*Extract*
Below is more information that may answer questions you have regarding the P-Card Program:
What is it? The New York State Purchasing Card program is a powerful and efficient tool to assist cardholders in making authorized purchases. It reduces costs and can expedite the procurement process.
Why do we need it? How much do you estimate it "costs" to buy something? If it is a workplace purchase, probably more than you think. Most people do not consider the administrative costs of procurement (e.g., processing of paperwork and personnel) in addition to the item's actual purchase price. Processing purchase orders and payment vouchers is an expensive and time-consuming process. Studies estimate that the cost of processing one purchase requisition averages $100 plus the actual cost of the item. Additionally, the time to complete the process averages 7-9 days. One way to reduce paperwork and allow for more timely purchases is to use the Card sponsored by the Office of General Services, (OGS). In other words, "Charge It" !
Where did it come from? New York State's 1995-96 Executive Budget recommendations introduced a purchasing practice expected to reduce paperwork and expedite payment to vendors by using a procurement card. Modeled after successful programs used in the Federal government and the states of California, Virginia and Oregon, American Express (AMEX) was awarded the contract in 1996 to provide NYS with procurement card services. In late 2003, Citibank VISA was awarded the contract through 2008.
The Citibank VISA Purchasing Card enables cardholders to make authorized purchases directly from a vendor without processing the purchase orders or purchase authorizations. Initially, the program allowed cardholders to make purchases of $500 or less with the Purchasing Cards. In October 1997, the maximum transaction limit for any agency participating cardholder was raised to equal the respective agencies' Quick Pay Threshold. For SUNY College at Brockport, transaction limits are a maximum of $2,500.
Purchasing Cards may not be suitable for all procurement transactions, but it makes sense for those low-dollar transactions that typically account for up to 70% of the purchase orders/requisitions processed.
How will it help? Use of the VISA Purchasing Card reduces purchasing costs by as much as 80%. Typical purchase order processing costs average $100. However, studies estimate that a typical procurement card transaction averages between $5-$20.
Administrative costs are also reduced by consolidating multiple supplier transactions processed by Purchasing and Accounts Payable into one monthly payment to Citibank VISA. This change in process allows our buyers to spend more time on value-added tasks and high-dollar transactions where negotiating and contract implementation can achieve a more significant dollar savings.

*Written task A*
Can you copy out, word for word, the part of the P-Card text that opens with the words containing "Purchasing Cards may" and closes with "averages between $5-$20."?
*Written task B*
How would the P-Card text go on after its final sentence? Write the next part.

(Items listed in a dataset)
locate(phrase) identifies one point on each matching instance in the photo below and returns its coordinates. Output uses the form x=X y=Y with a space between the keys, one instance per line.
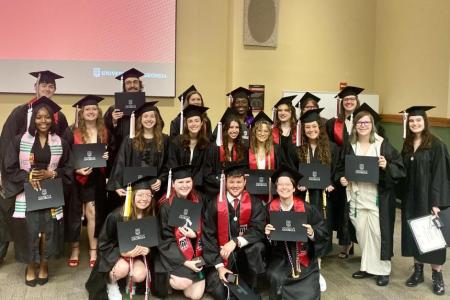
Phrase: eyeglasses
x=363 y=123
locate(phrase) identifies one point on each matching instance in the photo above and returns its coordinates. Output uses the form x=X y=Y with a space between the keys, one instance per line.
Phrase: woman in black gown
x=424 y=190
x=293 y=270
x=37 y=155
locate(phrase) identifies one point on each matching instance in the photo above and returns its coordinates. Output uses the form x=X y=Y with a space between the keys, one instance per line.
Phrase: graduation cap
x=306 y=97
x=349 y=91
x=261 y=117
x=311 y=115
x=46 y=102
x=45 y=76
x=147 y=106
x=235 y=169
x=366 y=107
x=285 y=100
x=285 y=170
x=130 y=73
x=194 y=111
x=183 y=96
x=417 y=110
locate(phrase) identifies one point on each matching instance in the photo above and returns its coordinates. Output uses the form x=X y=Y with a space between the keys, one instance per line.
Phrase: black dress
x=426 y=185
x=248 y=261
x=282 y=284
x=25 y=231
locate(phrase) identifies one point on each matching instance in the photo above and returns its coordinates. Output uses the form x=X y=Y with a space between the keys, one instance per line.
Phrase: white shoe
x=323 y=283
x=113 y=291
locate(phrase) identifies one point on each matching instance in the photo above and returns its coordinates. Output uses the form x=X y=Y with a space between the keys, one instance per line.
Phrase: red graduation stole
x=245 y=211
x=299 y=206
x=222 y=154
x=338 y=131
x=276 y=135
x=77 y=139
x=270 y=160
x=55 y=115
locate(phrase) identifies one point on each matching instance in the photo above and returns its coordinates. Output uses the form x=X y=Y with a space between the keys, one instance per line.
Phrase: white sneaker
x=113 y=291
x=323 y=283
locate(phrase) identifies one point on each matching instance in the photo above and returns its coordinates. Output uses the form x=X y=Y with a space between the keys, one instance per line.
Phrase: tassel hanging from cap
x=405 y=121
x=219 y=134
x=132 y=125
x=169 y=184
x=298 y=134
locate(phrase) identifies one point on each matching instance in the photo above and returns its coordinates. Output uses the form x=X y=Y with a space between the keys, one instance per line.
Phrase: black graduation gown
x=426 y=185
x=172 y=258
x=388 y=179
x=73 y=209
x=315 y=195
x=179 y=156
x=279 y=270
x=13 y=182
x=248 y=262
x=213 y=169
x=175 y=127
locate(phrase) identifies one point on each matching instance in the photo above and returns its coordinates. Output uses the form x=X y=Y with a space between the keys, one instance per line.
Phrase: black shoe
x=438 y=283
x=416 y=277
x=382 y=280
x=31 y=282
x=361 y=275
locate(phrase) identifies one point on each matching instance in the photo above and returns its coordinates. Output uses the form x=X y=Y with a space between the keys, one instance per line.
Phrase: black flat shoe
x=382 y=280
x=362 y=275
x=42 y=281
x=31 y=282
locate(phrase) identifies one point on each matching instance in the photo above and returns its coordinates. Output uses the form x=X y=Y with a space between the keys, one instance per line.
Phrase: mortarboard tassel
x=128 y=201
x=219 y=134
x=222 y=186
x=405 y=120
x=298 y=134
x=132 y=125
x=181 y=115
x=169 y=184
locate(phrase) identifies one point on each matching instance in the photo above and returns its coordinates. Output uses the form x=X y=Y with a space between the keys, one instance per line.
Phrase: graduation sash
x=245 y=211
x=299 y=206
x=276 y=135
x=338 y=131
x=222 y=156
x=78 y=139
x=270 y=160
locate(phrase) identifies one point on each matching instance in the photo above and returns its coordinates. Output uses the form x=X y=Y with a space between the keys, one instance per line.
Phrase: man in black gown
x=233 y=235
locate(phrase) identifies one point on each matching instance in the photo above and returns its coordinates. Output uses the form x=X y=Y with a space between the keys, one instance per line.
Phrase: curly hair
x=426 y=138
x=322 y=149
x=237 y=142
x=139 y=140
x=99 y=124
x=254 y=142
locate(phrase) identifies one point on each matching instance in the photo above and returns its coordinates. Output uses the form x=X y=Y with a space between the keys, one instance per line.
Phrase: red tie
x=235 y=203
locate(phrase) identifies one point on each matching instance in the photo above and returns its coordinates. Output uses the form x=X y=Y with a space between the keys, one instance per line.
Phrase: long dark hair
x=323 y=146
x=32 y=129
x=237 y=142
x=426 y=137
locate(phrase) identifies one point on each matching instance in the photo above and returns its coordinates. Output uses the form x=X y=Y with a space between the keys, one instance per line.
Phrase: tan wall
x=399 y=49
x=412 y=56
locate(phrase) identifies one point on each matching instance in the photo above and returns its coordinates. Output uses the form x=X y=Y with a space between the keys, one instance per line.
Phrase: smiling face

*Exercise answer A*
Purchasing Cards may not be suitable for all procurement transactions, but it makes sense for those low-dollar transactions that typically account for up to 70% of the purchase orders/requisitions processed.
How will it help? Use of the VISA Purchasing Card reduces purchasing costs by as much as 80%. Typical purchase order processing costs average $100. However, studies estimate that a typical procurement card transaction averages between $5-$20.

*Exercise answer B*
Proper use of the Purchasing Card can reduce the time between requesting, ordering and actual receipt of goods or services. One agency reported that transactions, including the receipt of merchandise and payment, have been completed in the same time that it used to take to get a purchase order issued after a requisition was completed.
Vendors reap the advantages of a procurement card transaction since payment is made quickly to them by the credit card company. This reduces their risk of late payment.
The purchasing card program is also helpful for those employees that work in the field and often require emergency or immediate purchases to complete the task as hand. Employees are given the flexibility to make the purchases they need, when they need them.
The P-Card offers an alternative procurement method to the requisitioning and reimbursement processes and allows authorized individuals to make purchases using the card up to $2500 per transaction.
Is it working? In 1999-2000, the Office of the State Comptroller (OSC) reported that they issued nearly two million checks that were less than $250 each. This did not include petty cash checks that were written by agencies. Although payments under $250 represented less than 3% of the total dollar amount of payments that were processed, they accounted for 67% of the total number of payments. Using the procurement card for these small-dollar purchases represents a substantial savings that is realized in time, processing costs and postage.
When can I get one? The Cards are not meant to circumvent any of the State's purchasing laws. In fact, all users of the Card need to be trained on the expectations for using the card. As the State is moving toward electronic transmission of information, it has become increasingly important for agencies to reassess their systems of internal control. In the past, paper transactions were supported by multiple approvals and authorizations. Now, however, we are encouraged to focus more on the ethics and integrity of our employees, their competence, and their knowledge of the State system.